[PAGE]
--- START ---
- Born: June 7, 1933
- Died: September 15, 2008 (aged 75)
- Education: Antioch University
- Occupations: Author; teacher; activist; psychoterapist;
- Notable work: The Queen Is in the Garbage (1969)

= Lila Karp =

American author, teacher, activist, and psychotherapist (1933–2008)

Lila Karp (June 7, 1933 – September 15, 2008) was an American feminist author, teacher, activist, and psychotherapist. She is best known for her 1969 novel The Queen Is in the Garbage and is profiled in the book Feminists Who Changed America, 1963-1975. Karp spent a decade living in London, where she wrote The Queen Is in the Garbage, before moving to New York City in the late 1960s.

She was among the second-wave feminists in New York in the 1960s and was a member of The Feminists. This group included such notables as Kate Millett, Flo Kennedy, Ti-Grace Atkinson, and Margo Jefferson. Karp was featured in the 1977 documentary, Some American Feminists.
--- END ---
[PROBLEMS TO SOLVE]
(1) Rewrite the part of the Lila Karp text that begins with "- Education: Antioch" and ends with "Some American Feminists.", putting "Paris" wherever "London" appears.
(2) In the Lila Karp text, what 1977 documentary featured Karp?

[STORED DATA]
--- START ---
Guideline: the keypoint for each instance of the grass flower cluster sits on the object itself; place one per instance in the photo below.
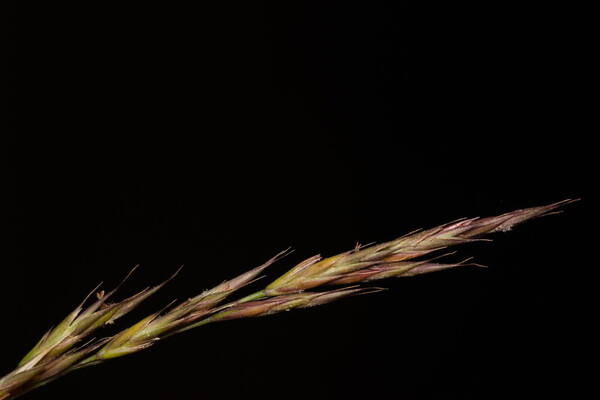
--- END ---
[EXPECTED RESPONSES]
(1)
- Education: Antioch University
- Occupations: Author; teacher; activist; psychoterapist;
- Notable work: The Queen Is in the Garbage (1969)

= Lila Karp =

American author, teacher, activist, and psychotherapist (1933–2008)

Lila Karp (June 7, 1933 – September 15, 2008) was an American feminist author, teacher, activist, and psychotherapist. She is best known for her 1969 novel The Queen Is in the Garbage and is profiled in the book Feminists Who Changed America, 1963-1975. Karp spent a decade living in Paris, where she wrote The Queen Is in the Garbage, before moving to New York City in the late 1960s.

She was among the second-wave feminists in New York in the 1960s and was a member of The Feminists. This group included such notables as Kate Millett, Flo Kennedy, Ti-Grace Atkinson, and Margo Jefferson. Karp was featured in the 1977 documentary, Some American Feminists.

(2) Some American Feminists